> [Short problem 1] According to the profile of Helen Wright below, who leads The Cotswolds Fifteen?
> [Short problem 2] Continue the profile of Helen Wright below, starting right after its final sentence.

> [Supplied text]
## begin

Dr Helen Wright is an enormously impressive woman, a fact recognized early when, aged just 30, she was made Head of Heathfield, Ascot in 2001. Her appointment as Head of St Mary’s Calne followed just two years later. She has an outstanding academic track record, with an MA in Applied Linguistics and a Doctorate in Education on understanding moral leadership in schools. 
 
What may be a surprise is just how warm and engaging she is and how willing to reveal her doubts, as well as her certainties. 
 
She joined The Cotswolds Fifteen, one of Footdown’s leadership coaching and mentoring groups, in 2009 and is one of the group’s founder members. The Cotswolds Fifteen is lead by Josie Payne. 
 
 
What did she hope to gain from being a member? 
 
“I thought – this can really help me. It could be an opportunity to meet other CEOs in different areas. I know all the other heads in education but this is beyond that. This is about meeting different types of people and being challenged.” 
 
The Chairman of Governors of St Mary’s recognized the potential value to the school and agreed to invest. But for Helen it was about more than doing a better job for the school, although that was undoubtedly important, it was also “about developing myself more broadly too. And about being a better leader.” 
 
“I loved what I saw about Footdown, and what it stood for.” 
 
What were her first impressions of her fellow group members? 
 
Like many successful business leaders, Helen’s confident exterior sometimes masks a less certain inner self. Unlike most though she is willing to reveal her more vulnerable side and so, when she first met the Cotswold Fifteen group, she freely admits that it was less that she had an impression of her fellow members and more that: “I had this inner struggle, this anxiety, the feeling that all of these people were doing terribly important things.” 
 
She certainly believed that being Head of a top girls school, like St Mary’s Calne, was important work, it was just that she feared her fellow group members would not value it the way she does. 
 
“But instantly I could see that these were interesting people and different from the people I meet who are at a leadership level in education. And I thought this is going to be exciting. ”I’d gone as far as I could by myself. And this is going to take me to the next level!” (Her emphasis) 
 
I wouldn’t have known then that I would grow to trust them (her fellow group members) as well as I have and to feel so comfortable with them.” 
 
How has Footdown peer group learning helped and supported Helen Wright? 
 
“It was a step in a direction I wouldn’t have been able to take, if I’d had to do it myself. I relish challenge and over the time I’ve been in Footdown I’ve been more able to express that.” 
 
“I think they’ve shown me very different ways of looking at situations. They’ve been able to give me feedback in a peer relationship.” Something it’s difficult to get as Head of a school, or indeed as leader of any type of organization where it is easy to feel isolated and unappreciated. “So to get that recognition from an external perspective has been good.”

## end

> [Entries shown]
## begin

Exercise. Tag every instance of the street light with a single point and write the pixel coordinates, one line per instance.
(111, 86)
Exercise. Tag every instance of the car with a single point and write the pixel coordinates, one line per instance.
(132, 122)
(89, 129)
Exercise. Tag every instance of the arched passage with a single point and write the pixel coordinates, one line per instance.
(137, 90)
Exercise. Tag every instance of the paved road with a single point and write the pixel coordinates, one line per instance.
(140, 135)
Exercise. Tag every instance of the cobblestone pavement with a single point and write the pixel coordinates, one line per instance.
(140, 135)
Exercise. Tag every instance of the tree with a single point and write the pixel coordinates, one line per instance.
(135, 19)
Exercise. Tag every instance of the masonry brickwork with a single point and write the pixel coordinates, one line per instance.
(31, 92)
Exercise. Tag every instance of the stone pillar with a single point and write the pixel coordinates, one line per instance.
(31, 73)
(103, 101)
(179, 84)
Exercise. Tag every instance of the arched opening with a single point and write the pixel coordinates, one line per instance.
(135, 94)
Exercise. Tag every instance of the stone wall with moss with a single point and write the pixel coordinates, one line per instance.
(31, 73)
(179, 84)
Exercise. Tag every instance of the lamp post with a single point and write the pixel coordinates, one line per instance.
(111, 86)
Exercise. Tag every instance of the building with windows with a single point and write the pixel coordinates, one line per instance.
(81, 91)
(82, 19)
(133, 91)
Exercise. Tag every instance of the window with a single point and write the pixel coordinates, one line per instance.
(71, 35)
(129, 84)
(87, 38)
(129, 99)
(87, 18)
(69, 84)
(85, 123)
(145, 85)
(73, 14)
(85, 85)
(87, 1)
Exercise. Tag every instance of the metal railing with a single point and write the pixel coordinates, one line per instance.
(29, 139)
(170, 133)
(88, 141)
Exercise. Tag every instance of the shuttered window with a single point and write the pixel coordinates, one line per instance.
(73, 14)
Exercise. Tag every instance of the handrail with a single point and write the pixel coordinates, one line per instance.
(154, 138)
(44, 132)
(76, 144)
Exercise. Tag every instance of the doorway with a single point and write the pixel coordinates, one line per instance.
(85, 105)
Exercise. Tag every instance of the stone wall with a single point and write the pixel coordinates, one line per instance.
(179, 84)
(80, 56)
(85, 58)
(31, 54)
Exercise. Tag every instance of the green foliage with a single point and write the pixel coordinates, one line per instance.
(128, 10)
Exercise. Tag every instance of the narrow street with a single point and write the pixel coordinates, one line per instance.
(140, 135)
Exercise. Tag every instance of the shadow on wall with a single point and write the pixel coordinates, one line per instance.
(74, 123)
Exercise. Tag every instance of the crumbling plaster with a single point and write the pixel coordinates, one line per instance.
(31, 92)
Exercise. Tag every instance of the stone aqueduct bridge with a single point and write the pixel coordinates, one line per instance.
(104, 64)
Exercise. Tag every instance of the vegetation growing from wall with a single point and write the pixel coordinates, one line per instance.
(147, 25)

## end

> [Expected output 1] Josie Payne

> [Expected output 2]
She also appreciates the growing awareness the peer group now has of the challenges she faces in her leadership role as Head of a school with a £10 million turnover; 325 girls going through the major transition from pre-teen to young adulthood; a huge staff of 250. 
 
“To have the group gradually understand that has been tremendous for me and made me feel we’re on a par.” She has also valued the opportunity to help her fellow group members by giving insights into the challenges and opportunities they face. 
 
Footdown has given her more confidence as a leader. “More courage to extend beyond what I do. Most definitely, unquestionable, I cannot stress that enough. The courage to go to the next level.” 
 
And, perhaps most importantly, by helping her to understand herself more fully she’s been able to acknowledge “the sensitivity and vulnerability which is at the heart of me” as well as “recognize this inner drive and translate it much more effectively into external action.” In the past “it’s been either filtered or hampered by a concern that I don’t want to go too far, I don’t want to upset things.” 
 
“It’s that channelling of energy and not allowing it to become caught up in a mesh of worry and anxiety and feeling alone, as you often do as a leader.” 
 
“It has undeniably benefitted me and benefitted the school.” 
 
The role of Personal Insight in helping Helen Wright to be a better leader 
 
An important part of developing Helen’s self-awareness was the personal contract process (part of the Footdown’s Personal Insight product) that all Footdown members go through with top motivational coach and speaker, Nigel Risner. “I found it very emotional to be able to work that through and I say it to myself regularly. Again it’s sense of channelling (of energy). Everything comes together and works in the same direction and that isn’t just in my work life, it’s in my whole life. And when you feel everything’s working together it’s glorious, it’s amazing, you feel you can do anything.” 
 
Using personality profiling component of Personal Insight, also raised her level of self awareness and improved Helen’s communication. “It’s given me more self confidence in knowing when I’m right and not right. If you’re more self aware you also know to check in more, to confirm you’re going in the right direction.” 
 
What has she done differently as a result of Footdown? 
 
Helen Wright’s membership of the Cotswold Fifteen leadership mentoring group has helped her to develop a much better sense of herself as a leader of a significant sized organisation. Like most heads she came up through the conventional route of teacher, head of department and then deputy head. Instead of apologising for no longer teaching, and feeling it in some way diminishes her legitimacy, she now understands that she has a specific and crucial role in the organisation and can communicate this more effectively to people.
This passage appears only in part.